CONSIGNES À SUIVRE:
#1 D'après l'extrait sur le foin ventilé, les affirmations suivantes sont-elles exactes ? Répondez par oui ou par non, puis citez mot pour mot les termes du texte qui tranchent. (a) Une fois sec, le foin ventilé ne présente pas de moisissures. (b) Les analyses du foin de Rainer Lentz indiquent 80 % de protéines. (c) Les valeurs du foin restent les mêmes quel que soit le type de prairie.
#2 Poursuivez l'extrait sur le foin ventilé à partir de sa dernière phrase.

EXTRAIT:
Par ailleurs, sa valeur d’encombrement peu élevée – souvent moindre que l’herbe fraîche – entraîne souvent une augmentation de l’ingestion. L’éleveur doit donc mettre en place une stratégie d’alimentation afin que les animaux n’en consomment pas trop, trop vite, sous peine de tomber en acidose.

Pour l’orateur, la teneur en protéines d’un foin ventilé est proche de celle d’un fourrage en vert. « On peut comparer ses valeurs alimentaires à celles d’une herbe pâturée au premier mai. »

Autre aspect intéressant, le foin est exempt de moisissures. Une fois sec, il ne bouge plus. « On parle également d’une diminution importante du risque de contamination par des butyriques ou des listéria, ce qui est favorable à la fabrication de fromages au lait cru.»

Enfin, il n’y a pas d’odeur d’ensilage, c’est un confort pour l’agriculteur mais aussi le voisinage et tous ceux qui adoptent les circuits courts.

Se spécialiser dans la récolte

Et de prendre les analyses du foin de l’exploitant, Rainer Lentz : 902 VEM, 13,7 % de protéines, 80 % de digestibilité… on est face à un aliment de très bonne qualité.

Toutefois ces valeurs peuvent varier en fonction que l’on soit en présence de prairies temporaires ou permanentes. Il est donc important de produire différents types de foin pour équilibrer la ration. David Knoden : « Avec le foin ventilé, on ne « s’amuse » plus à mélanger du maïs, des pulpes, des coproduits X ou Y avec de l’herbe… On mélange désormais différents types de foins. »

« On doit donc se spécialiser davantage au niveau de la récolte et dans le type de prairie à cultiver.

La conséquence ? Des coupes plus étalées dans le temps, pour des repousses plus décalées dans ces prairies. Le système de pâturage est alors facilité.

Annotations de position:
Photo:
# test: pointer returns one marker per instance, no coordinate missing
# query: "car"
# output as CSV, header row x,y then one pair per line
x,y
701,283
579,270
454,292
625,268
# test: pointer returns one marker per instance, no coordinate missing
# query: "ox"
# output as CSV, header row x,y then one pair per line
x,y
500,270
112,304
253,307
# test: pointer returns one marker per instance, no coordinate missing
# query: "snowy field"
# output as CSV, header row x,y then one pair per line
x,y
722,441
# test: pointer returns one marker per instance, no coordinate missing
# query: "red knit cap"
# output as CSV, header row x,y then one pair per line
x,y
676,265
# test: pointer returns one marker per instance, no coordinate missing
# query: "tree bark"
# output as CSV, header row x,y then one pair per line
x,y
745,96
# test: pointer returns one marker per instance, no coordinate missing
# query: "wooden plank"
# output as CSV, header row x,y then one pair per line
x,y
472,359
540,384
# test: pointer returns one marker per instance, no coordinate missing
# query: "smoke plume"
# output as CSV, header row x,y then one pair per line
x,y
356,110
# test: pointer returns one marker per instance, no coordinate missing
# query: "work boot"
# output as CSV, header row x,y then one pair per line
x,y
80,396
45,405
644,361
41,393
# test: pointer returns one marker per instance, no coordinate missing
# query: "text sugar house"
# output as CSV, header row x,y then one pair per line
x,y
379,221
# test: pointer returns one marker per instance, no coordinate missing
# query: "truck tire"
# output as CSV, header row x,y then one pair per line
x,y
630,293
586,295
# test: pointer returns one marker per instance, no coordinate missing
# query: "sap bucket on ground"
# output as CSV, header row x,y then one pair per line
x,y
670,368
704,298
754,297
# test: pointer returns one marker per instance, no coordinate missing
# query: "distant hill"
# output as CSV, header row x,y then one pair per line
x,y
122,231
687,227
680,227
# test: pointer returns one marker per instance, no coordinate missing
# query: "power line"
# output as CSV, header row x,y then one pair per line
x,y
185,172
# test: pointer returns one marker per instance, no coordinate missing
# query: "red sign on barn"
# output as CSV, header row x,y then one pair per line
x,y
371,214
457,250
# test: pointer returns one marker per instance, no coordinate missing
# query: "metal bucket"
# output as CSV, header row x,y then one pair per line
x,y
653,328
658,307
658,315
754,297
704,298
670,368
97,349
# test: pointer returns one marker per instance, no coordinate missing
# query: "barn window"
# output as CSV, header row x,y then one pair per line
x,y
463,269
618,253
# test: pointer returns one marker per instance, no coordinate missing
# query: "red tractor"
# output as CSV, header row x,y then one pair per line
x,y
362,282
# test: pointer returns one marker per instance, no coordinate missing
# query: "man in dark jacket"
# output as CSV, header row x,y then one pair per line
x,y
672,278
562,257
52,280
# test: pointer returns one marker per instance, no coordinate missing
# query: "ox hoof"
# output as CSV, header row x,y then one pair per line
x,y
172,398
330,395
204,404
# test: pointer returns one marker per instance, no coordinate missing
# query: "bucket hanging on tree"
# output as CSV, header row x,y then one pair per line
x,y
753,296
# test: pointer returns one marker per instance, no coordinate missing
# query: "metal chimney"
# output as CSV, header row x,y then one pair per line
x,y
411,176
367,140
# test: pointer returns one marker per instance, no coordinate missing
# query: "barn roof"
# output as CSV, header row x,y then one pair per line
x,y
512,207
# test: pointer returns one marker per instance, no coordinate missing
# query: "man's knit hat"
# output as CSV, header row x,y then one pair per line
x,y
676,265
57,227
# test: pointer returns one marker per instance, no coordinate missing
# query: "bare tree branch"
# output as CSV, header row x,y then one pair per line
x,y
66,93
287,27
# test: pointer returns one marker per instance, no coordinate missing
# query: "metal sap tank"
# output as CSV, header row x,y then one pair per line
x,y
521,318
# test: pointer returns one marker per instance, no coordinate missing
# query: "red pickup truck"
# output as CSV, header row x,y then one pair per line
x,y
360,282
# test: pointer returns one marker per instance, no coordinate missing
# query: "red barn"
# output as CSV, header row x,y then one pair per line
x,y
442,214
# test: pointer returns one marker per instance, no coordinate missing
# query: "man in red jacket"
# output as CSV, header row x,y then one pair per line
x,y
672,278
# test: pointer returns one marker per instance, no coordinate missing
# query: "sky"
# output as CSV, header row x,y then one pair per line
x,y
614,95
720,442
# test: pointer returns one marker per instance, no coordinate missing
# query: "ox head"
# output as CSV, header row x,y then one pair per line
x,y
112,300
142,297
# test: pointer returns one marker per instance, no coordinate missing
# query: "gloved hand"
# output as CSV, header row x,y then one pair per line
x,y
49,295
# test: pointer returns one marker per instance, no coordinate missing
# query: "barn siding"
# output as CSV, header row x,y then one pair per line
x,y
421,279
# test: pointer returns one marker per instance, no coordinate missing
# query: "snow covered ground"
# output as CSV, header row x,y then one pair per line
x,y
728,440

RÉPONSES:
#1
(a) Oui : « le foin est exempt de moisissures »
(b) Non : « 13,7 % de protéines, 80 % de digestibilité »
(c) Non : « ces valeurs peuvent varier en fonction que l’on soit en présence de prairies temporaires ou permanentes »

#2
« Le séchage de foin en grange doit prendre une place centrale dans la manière de fonctionner de l’exploitation ! Cela permet des économies au niveau alimentaire. La qualité des prairies s’en voit améliorée.

Un investissement important

Et de se référer à deux études, l’une suisse, l’autre luxembourgeoise. Si la première estime que le foin ventilé ne coûte pas plus cher que le foin séché au sol, l’autre avance que l’utilisation dudit foin coûterait 10 centimes de plus par litre produit que pour un ensilage dans une ferme de 65 VL, à 7.500 kg sur 100 ha. « Ce ne sont des projections réalisées sur base d’hypothèses mais si ces dernières semblent exagérées, la vérité doit se trouver entre les deux. Il reste toutefois évident que l’investissement de base reste un coup très important. Cela dépend également de la structure que l’on veut, des techniques… », estime David Knoden

Si la technique représente un investissement financier conséquent, elle est par contre un système fourrager simplifié basé sur les prairies qui permet d’améliorer tous les paramètres de santé, de reproduction et de longévité du troupeau sont améliorés.

En outre, elle permet à l’éleveur de diminuer les frais d’entreprise. Pour les travaux de récolte, la puissance de traction nécessaire reste modérée.

Et de tous les retours d’éleveurs, il en ressort que tous les chantiers sont rapides, simples et efficaces.

P-Y L.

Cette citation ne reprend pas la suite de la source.